--- DATA LISTING ---

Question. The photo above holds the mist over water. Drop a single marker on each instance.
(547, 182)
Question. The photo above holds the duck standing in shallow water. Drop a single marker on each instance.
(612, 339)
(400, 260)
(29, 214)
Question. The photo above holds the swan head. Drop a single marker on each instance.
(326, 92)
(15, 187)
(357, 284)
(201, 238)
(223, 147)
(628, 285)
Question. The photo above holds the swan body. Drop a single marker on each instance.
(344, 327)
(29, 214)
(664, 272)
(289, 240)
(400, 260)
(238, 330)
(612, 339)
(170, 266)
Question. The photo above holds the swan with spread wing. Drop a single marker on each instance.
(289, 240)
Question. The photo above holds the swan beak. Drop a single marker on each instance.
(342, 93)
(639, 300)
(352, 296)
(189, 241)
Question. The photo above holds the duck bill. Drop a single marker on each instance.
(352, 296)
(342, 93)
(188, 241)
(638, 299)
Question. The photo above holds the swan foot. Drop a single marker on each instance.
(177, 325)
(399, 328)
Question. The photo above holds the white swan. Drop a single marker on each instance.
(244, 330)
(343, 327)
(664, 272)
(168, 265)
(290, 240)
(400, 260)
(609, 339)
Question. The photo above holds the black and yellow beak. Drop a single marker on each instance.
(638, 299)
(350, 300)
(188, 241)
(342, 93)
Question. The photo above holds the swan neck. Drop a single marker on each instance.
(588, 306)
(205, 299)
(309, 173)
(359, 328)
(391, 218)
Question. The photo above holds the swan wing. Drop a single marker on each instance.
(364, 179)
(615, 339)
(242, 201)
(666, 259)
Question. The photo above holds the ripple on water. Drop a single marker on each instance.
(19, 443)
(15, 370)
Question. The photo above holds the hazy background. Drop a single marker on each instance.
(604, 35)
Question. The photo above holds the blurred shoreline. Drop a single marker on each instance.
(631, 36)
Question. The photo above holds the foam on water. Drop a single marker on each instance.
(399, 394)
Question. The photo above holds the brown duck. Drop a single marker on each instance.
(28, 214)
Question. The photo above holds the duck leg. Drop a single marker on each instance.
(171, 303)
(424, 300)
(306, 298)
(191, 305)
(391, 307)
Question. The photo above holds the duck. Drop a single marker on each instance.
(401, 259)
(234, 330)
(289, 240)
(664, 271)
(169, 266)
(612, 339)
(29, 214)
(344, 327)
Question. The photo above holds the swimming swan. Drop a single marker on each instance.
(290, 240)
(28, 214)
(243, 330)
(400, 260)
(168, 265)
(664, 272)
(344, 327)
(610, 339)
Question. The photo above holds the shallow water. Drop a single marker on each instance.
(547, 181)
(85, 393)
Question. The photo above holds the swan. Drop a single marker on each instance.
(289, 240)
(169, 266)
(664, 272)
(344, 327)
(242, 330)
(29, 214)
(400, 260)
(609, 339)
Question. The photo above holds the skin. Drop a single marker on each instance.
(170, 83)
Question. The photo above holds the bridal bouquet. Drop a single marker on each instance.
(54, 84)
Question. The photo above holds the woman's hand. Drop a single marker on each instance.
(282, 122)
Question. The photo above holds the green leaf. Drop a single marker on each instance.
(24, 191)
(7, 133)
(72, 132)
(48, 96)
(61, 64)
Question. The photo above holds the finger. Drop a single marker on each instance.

---
--- DATA LISTING ---

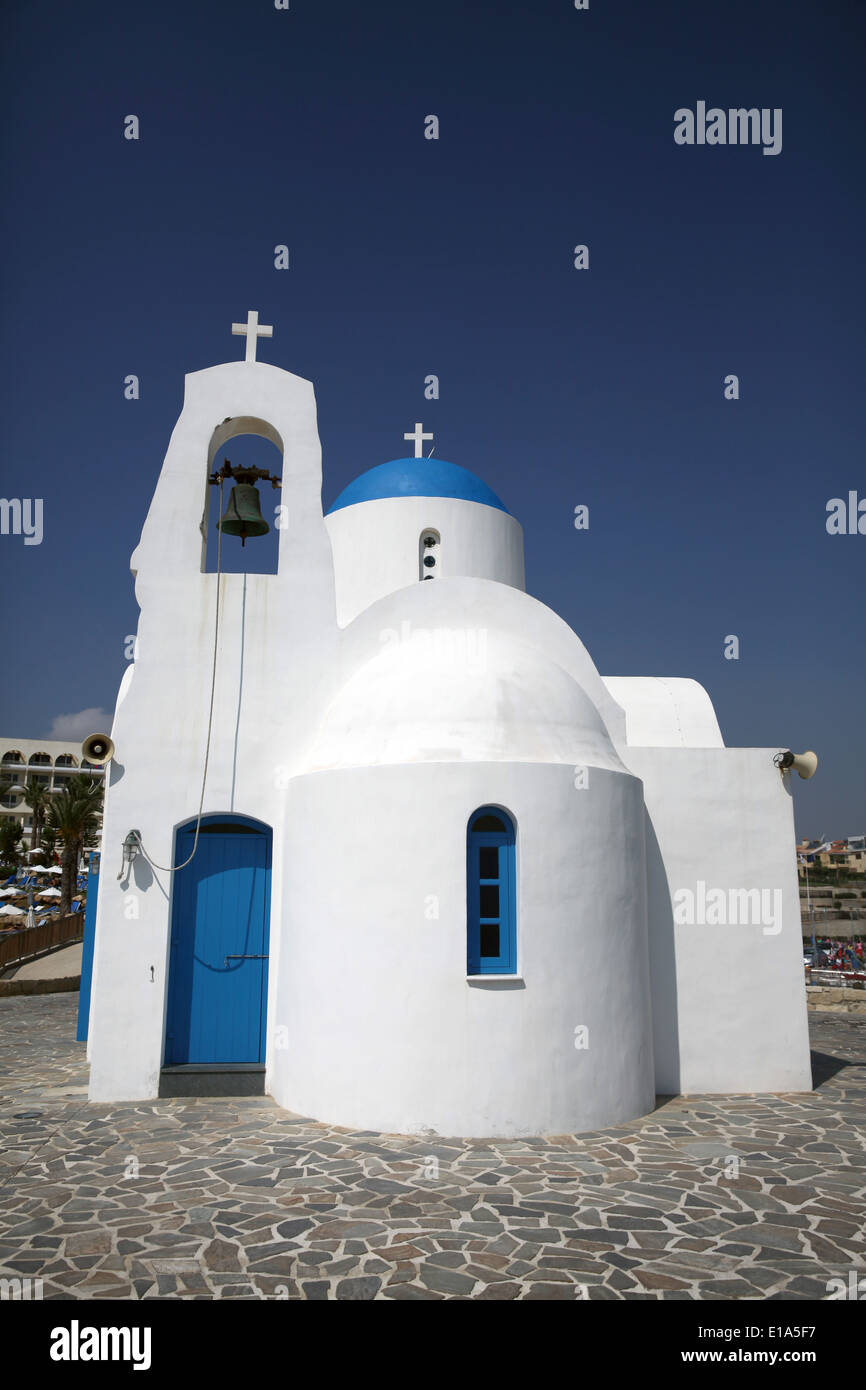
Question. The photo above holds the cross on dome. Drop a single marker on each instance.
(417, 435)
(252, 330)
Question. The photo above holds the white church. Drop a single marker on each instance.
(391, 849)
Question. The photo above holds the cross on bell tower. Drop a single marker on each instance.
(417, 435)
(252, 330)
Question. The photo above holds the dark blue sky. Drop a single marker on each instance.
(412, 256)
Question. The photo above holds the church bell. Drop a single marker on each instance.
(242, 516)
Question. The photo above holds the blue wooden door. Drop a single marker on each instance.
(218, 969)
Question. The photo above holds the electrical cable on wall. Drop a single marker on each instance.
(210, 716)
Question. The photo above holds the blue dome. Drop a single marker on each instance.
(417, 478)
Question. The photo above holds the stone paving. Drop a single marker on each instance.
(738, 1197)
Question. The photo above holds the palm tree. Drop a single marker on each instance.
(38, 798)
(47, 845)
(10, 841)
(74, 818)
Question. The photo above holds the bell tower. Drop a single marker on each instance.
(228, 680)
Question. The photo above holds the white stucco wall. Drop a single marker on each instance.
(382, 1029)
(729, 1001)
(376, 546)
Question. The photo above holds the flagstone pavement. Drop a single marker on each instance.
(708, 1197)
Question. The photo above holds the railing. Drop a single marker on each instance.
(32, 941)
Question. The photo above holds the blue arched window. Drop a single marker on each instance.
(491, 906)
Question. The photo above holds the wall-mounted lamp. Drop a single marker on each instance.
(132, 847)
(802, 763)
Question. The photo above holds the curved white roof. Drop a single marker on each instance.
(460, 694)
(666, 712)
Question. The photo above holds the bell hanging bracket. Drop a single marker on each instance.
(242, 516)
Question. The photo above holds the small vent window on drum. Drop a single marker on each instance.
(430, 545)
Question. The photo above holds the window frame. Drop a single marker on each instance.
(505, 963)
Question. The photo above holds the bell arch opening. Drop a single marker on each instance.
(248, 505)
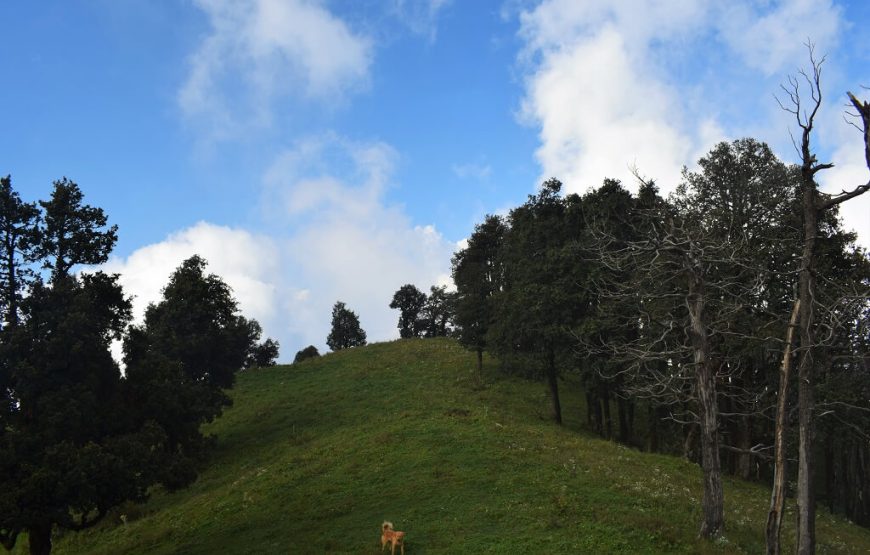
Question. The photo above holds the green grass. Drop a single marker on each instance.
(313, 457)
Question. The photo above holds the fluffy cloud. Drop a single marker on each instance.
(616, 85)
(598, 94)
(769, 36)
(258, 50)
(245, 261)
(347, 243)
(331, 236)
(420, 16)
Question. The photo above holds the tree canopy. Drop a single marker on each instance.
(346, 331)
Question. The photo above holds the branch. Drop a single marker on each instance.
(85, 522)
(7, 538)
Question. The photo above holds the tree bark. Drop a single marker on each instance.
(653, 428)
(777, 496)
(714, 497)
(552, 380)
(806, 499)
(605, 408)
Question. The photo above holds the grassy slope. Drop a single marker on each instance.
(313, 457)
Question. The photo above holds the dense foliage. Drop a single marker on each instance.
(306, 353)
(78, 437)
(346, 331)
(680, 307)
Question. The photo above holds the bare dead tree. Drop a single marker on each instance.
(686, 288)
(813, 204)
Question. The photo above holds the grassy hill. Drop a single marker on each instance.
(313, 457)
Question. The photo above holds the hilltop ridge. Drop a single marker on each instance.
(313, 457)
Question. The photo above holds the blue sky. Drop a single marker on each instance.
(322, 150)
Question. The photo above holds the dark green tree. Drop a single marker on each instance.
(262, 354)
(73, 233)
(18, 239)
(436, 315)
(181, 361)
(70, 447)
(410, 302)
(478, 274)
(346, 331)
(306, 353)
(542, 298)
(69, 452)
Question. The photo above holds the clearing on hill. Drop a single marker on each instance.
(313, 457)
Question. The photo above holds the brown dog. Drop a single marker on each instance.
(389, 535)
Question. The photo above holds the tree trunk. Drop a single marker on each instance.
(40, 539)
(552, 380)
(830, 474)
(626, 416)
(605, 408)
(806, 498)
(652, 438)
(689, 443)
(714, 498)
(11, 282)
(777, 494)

---
--- DATA LISTING ---

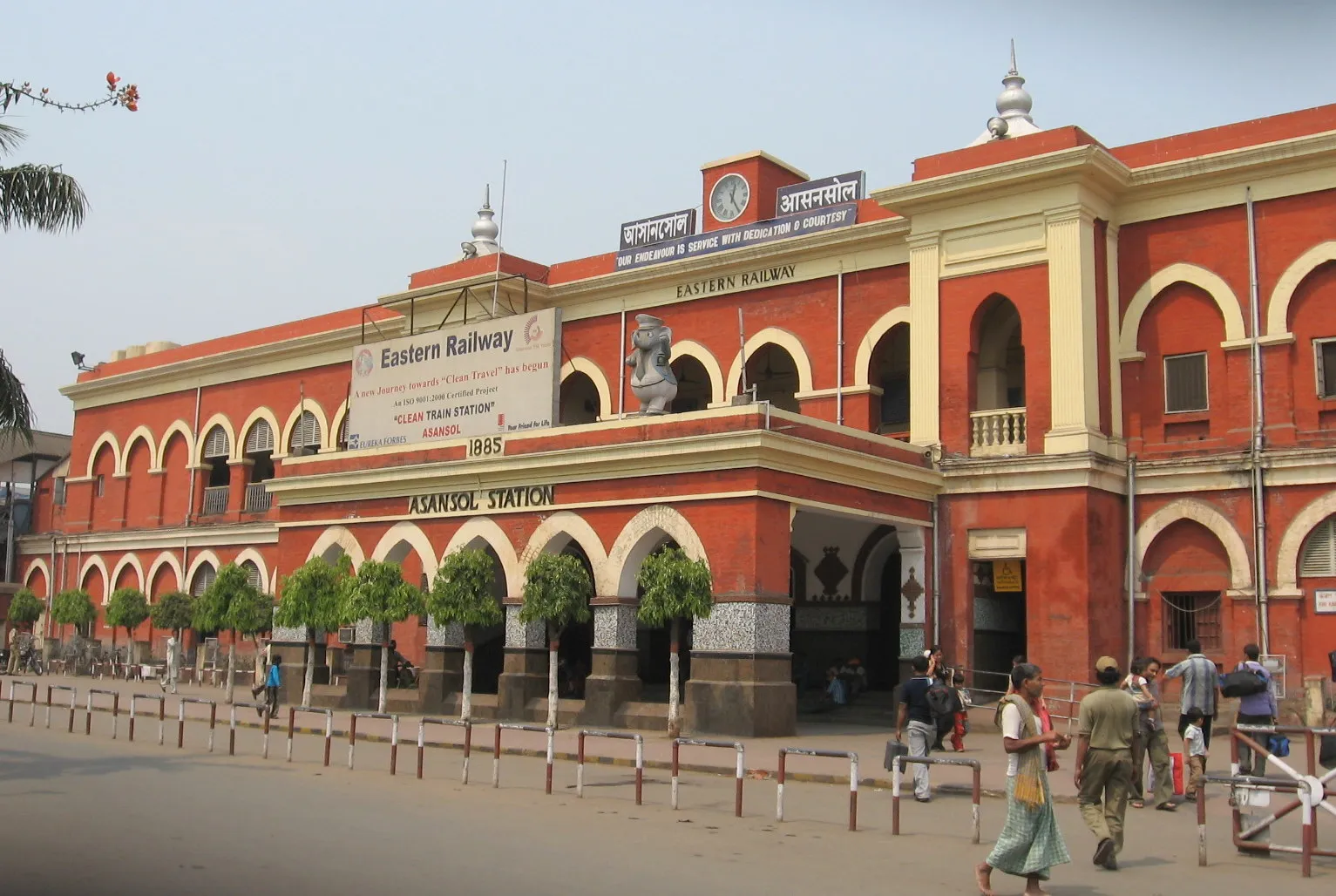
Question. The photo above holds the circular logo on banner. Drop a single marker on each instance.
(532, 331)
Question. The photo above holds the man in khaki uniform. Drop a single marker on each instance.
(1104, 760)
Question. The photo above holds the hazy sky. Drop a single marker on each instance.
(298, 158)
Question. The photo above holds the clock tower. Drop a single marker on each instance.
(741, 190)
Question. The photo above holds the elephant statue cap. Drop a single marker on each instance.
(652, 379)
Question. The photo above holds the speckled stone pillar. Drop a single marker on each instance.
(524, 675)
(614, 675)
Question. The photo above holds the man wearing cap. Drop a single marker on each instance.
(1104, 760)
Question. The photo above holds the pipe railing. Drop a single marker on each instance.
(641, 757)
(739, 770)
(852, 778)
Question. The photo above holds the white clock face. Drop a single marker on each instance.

---

WHAT IS NEEDED: Which lines above run from the one containing "Question. The photo above holds the bridal" to the one containing "Question. The photo above holds the finger."? Give them again exactly, both ends included.

RESULT OF THE TASK:
Question. The photo above holds the bridal bouquet. Drop a single marker on each instance.
(54, 84)
Question. The photo above holds the woman's hand. Drop a single marker on each instance.
(282, 122)
Question. The photo above holds the green leaf. Drop a single marker on each instance.
(24, 191)
(7, 133)
(72, 132)
(48, 96)
(61, 64)
Question. The photo above holds the finger. Drop a single marker on each instance.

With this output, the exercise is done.